-- start Text section --

# E-Commerce Price & Product Prediction


# Business Understanding

## Project Context
New sellers joining e-commerce platforms like Jumia face a critical challenge: identifying the **right products** to sell and setting the **optimum price** that balances competitiveness with profitability. Without reliable insights, sellers risk overpricing (leading to low sales) or underpricing (reducing margins).  

This project leverages historical marketplace data scraped from Jumia (1,999 records, 13 features) to build a predictive model that provides **product and price recommendations** for new sellers in the electronics category.  

By focusing on **pricing trends, discounts, customer ratings, and category demand**, the model will support **B2B lead generation**, helping the marketplace attract and retain more sellers.

---

## Problem Statement
From the dataset, we observe key challenges:
- **Price variability:** Prices (e.g., “KSh 499” vs “KSh 8,900”) vary widely across similar categories.  
- **Discount influence:** Discounts (up to 60%+) strongly affect buying decisions, but optimal discount ranges are unclear.  
- **Category saturation:** Popular categories like *Phones & Tablets* and *Home & Office* are highly competitive.  
- **Seller differentiation:** Some sellers attract better ratings at similar price ranges, showing that non-price factors also matter.  

Sellers need **data-driven insights** on how to enter this competitive environment.

-- end Text section --
-- start Dataset --

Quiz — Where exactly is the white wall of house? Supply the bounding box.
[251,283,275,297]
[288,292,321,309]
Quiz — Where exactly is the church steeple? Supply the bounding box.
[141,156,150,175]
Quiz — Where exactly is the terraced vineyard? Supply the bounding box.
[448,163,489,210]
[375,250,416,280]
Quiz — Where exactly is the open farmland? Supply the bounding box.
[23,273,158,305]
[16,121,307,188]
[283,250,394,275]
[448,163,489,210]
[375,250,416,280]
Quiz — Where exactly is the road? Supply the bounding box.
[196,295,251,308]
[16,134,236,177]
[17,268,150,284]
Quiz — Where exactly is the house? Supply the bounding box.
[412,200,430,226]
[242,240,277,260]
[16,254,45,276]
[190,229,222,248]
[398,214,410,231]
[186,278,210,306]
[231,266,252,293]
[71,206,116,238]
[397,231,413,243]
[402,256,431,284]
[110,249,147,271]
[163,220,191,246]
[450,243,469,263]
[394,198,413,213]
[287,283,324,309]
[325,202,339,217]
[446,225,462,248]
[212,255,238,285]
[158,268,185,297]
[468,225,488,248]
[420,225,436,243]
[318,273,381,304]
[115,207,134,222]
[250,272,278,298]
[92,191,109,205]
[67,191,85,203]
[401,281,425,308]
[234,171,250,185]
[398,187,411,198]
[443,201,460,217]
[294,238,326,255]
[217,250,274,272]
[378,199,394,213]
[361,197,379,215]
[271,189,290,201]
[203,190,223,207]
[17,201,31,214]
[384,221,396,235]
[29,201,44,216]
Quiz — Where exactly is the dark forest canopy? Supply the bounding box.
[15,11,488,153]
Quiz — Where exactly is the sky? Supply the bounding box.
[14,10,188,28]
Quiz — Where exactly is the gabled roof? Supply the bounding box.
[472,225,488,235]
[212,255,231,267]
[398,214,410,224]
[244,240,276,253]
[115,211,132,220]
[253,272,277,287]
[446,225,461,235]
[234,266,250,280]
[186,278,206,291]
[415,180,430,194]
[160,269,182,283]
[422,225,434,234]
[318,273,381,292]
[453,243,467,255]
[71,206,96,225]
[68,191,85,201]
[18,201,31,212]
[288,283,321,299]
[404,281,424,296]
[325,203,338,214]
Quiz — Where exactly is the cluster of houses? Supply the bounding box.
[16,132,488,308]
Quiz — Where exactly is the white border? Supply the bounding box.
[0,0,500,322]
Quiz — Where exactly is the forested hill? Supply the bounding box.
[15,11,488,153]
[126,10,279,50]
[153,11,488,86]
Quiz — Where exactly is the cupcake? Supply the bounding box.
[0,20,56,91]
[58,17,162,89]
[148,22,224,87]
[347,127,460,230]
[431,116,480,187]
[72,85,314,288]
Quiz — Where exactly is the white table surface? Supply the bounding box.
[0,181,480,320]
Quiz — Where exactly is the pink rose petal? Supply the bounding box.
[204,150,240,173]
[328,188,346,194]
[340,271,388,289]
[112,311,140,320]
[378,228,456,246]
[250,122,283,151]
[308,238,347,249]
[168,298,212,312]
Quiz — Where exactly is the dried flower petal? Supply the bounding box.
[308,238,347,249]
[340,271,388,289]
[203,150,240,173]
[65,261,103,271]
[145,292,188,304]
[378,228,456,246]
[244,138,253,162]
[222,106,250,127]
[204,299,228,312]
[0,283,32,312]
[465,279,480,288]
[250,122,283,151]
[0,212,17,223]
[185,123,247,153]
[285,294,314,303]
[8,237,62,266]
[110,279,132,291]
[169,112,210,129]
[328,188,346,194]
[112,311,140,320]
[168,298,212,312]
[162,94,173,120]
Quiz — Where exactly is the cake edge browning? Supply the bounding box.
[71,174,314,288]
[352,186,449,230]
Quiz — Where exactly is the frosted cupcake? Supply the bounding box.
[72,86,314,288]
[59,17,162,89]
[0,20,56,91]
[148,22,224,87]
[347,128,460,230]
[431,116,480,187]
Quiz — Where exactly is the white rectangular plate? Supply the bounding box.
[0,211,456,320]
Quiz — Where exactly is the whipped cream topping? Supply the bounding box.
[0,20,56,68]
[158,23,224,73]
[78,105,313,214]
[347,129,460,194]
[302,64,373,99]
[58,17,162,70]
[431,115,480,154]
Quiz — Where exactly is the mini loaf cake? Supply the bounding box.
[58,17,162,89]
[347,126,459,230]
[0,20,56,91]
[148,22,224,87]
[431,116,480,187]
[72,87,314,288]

-- end Dataset --

◆ Stated task A:
Answer these questions from the e-commerce price prediction overview:
(i) How many records and features does the scraped Jumia dataset contain?
(ii) Which two categories does the overview name as highly competitive?
(iii) For which product category are the recommendations intended?
◆ Stated task B: Extend the e-commerce price prediction overview, picking up after its last sentence.
You can work without the rows.

◆ Final answer A:
(i) 1,999 records and 13 features.
(ii) Phones & Tablets and Home & Office.
(iii) Electronics.

◆ Final answer B:
---

## Business Objectives
1. **Lead Generation for B2B Sellers**  
   Use predictive insights to guide new sellers on which electronic products to introduce.  

2. **Price Optimization**  
   Recommend competitive price points by analyzing `current_price`, `original_price`, and `discount`.  

3. **Product Recommendation**  
   Suggest trending product categories (e.g., *Phones & Tablets*, *Home & Office electronics*).  

4. **Trust & Ratings Insights**  
   Leverage `verified_ratings` and `rating_number` to highlight what makes products successful.  

---

## Stakeholders
- **New Sellers (B2B Clients):**  
  Need reliable recommendations on product selection and pricing to gain market entry.  

- **Marketplace (e.g., Jumia):**  
  Gains from attracting more sellers, expanding inventory, and increasing customer satisfaction.  

- **Business Development Teams:**  
  Use predictive reports as a selling point when onboarding new vendors.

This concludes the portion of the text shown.